EXERCISE BRIEF: In the data, take the lines from the one containing "segment: upright standing stone" through the one containing "105], [74, 102]]" and write them out again with "vertex pairs" changed to "coordinate pairs", leaving everything else as it is.

══════

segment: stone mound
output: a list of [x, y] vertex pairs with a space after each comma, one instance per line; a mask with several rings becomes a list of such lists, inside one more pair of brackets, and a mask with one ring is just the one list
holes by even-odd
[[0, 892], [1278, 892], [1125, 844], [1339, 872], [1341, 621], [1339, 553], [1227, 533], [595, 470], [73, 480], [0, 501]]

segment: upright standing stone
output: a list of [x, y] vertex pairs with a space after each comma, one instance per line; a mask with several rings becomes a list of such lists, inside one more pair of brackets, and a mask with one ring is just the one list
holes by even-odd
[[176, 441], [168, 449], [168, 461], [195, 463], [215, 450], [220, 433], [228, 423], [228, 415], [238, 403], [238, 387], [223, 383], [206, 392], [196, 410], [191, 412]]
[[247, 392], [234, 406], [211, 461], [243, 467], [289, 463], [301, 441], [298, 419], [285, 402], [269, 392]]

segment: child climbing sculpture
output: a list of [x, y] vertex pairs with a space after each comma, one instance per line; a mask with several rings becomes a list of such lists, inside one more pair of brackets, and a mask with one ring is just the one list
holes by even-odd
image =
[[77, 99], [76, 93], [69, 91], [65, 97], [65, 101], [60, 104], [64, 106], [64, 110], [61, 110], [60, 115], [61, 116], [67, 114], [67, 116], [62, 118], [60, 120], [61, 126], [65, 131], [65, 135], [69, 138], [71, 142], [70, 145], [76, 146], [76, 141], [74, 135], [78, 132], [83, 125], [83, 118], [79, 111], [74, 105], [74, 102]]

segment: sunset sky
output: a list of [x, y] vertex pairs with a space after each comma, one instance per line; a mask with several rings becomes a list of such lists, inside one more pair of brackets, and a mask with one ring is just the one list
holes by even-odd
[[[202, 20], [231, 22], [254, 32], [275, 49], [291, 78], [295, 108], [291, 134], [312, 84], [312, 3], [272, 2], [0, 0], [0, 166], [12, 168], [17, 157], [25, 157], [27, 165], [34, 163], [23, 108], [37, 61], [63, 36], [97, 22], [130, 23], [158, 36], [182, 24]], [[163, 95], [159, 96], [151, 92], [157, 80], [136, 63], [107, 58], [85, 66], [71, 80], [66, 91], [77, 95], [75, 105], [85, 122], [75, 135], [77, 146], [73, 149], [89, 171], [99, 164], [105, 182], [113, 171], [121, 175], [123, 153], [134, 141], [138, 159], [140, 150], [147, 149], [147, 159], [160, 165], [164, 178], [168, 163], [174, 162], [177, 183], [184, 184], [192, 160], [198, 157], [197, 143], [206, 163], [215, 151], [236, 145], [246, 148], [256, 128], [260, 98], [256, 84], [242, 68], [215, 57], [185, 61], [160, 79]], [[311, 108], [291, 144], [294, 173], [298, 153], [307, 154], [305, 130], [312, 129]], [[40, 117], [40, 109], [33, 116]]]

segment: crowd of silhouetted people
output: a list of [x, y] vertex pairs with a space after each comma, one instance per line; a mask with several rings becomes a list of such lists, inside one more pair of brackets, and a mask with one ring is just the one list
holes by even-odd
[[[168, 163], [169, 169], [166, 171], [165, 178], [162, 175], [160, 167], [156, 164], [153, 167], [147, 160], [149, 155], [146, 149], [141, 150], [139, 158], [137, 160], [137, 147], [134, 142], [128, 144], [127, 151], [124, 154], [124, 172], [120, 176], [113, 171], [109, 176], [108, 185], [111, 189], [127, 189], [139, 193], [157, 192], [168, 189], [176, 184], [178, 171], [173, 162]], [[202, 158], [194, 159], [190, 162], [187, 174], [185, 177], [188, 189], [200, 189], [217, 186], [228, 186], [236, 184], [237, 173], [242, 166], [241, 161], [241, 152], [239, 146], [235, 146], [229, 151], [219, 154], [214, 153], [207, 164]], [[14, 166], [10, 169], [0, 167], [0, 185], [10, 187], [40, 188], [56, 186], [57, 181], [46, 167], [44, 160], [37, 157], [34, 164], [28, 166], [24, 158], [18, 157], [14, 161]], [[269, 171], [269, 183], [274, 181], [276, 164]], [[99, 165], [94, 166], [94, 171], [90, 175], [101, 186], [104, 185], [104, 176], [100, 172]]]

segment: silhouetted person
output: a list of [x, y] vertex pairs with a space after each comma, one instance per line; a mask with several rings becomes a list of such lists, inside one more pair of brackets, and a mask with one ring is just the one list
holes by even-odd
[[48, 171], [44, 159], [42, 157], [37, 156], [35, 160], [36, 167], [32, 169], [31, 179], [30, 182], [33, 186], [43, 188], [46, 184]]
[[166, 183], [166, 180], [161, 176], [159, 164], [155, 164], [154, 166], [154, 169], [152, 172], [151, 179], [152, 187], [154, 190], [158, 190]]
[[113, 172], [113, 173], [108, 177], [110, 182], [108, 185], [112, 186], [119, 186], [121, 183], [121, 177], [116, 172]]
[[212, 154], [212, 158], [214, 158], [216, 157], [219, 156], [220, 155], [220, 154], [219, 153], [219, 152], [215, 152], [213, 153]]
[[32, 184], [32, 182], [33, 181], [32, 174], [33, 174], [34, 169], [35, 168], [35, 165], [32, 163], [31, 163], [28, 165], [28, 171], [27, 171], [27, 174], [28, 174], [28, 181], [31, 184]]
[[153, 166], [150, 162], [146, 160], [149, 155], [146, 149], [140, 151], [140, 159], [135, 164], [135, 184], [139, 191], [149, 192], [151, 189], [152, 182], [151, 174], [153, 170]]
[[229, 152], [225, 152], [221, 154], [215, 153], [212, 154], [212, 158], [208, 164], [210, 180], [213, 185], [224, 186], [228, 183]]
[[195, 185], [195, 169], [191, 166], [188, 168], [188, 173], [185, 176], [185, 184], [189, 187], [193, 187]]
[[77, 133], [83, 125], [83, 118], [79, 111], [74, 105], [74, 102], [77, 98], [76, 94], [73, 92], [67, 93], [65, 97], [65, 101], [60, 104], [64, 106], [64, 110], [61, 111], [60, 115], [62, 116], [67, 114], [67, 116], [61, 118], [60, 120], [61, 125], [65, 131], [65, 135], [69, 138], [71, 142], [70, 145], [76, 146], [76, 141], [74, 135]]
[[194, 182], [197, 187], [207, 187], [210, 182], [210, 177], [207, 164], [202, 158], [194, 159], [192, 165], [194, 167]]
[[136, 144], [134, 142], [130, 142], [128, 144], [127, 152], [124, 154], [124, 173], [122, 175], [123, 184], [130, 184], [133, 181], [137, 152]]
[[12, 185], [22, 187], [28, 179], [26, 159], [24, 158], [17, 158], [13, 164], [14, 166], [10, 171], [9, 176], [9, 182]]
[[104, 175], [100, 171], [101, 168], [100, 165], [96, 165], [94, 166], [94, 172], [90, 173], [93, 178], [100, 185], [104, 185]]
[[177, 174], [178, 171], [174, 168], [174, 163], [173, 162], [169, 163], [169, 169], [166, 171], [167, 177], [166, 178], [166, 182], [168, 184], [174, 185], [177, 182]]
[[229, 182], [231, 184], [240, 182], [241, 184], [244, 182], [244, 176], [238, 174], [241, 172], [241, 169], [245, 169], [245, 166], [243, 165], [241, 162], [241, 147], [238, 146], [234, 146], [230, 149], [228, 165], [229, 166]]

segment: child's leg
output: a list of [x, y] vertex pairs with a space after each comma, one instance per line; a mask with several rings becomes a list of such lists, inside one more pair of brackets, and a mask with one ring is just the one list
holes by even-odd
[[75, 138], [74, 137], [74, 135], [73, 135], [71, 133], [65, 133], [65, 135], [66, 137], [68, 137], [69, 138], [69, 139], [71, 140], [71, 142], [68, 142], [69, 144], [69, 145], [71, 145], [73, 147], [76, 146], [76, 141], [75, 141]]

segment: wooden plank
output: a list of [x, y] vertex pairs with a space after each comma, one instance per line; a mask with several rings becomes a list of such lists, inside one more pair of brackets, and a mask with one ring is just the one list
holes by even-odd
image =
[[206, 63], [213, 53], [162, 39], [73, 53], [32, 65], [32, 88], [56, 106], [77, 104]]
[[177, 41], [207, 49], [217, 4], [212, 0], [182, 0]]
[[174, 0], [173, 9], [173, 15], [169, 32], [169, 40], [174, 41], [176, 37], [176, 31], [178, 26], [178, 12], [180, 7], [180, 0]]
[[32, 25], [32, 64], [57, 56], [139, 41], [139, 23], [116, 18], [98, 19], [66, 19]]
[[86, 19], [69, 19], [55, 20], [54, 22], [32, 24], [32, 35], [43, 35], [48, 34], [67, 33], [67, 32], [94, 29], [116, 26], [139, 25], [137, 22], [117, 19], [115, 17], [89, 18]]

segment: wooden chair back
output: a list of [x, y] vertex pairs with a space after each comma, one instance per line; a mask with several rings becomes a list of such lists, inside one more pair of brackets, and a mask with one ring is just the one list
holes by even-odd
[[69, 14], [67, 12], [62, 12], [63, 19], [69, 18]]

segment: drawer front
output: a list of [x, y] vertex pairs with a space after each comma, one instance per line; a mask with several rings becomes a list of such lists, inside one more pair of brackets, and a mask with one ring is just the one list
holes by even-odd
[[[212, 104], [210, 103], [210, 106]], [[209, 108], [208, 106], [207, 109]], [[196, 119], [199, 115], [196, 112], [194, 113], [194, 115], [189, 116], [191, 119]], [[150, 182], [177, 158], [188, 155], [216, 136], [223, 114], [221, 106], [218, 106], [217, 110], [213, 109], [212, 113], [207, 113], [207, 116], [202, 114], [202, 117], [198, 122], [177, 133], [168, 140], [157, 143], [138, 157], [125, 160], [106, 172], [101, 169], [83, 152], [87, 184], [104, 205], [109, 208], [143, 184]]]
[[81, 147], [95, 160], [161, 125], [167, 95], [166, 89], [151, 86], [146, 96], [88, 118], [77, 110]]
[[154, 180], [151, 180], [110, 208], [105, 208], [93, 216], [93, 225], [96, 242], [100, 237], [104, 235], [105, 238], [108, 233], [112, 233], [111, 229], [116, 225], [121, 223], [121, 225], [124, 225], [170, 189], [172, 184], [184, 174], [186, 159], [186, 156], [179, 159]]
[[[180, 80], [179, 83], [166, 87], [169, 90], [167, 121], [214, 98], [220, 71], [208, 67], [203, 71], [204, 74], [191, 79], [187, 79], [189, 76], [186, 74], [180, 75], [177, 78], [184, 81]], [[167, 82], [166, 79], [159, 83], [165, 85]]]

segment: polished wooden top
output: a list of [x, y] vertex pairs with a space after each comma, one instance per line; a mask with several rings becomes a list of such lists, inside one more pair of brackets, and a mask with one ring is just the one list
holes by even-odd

══════

OUTPUT OF THE EXERCISE:
segment: upright standing stone
output: a list of [x, y] coordinate pairs with a space after each comma, one instance per line; a mask with several rings becomes a list of such lists, inside one more pair of brackets, and a mask with one ring is just the one list
holes by even-odd
[[176, 441], [168, 449], [168, 461], [195, 463], [215, 450], [220, 433], [228, 423], [228, 415], [238, 403], [238, 387], [223, 383], [206, 392], [196, 410], [191, 412]]
[[247, 392], [234, 406], [211, 461], [243, 467], [289, 463], [301, 441], [298, 419], [285, 402], [269, 392]]

segment: child climbing sculpture
output: a list of [x, y] coordinate pairs with a space after each comma, one instance per line; a mask with several rings becomes a list of such lists, inside one more pair of brackets, and a mask with one ring is just the one list
holes by even-odd
image =
[[77, 99], [76, 93], [69, 91], [65, 97], [65, 101], [60, 104], [64, 106], [64, 110], [61, 110], [60, 115], [61, 116], [67, 114], [67, 116], [62, 118], [60, 120], [61, 126], [65, 131], [65, 135], [69, 138], [71, 142], [70, 145], [76, 146], [76, 141], [74, 135], [78, 132], [83, 125], [83, 118], [79, 111], [74, 105], [74, 102]]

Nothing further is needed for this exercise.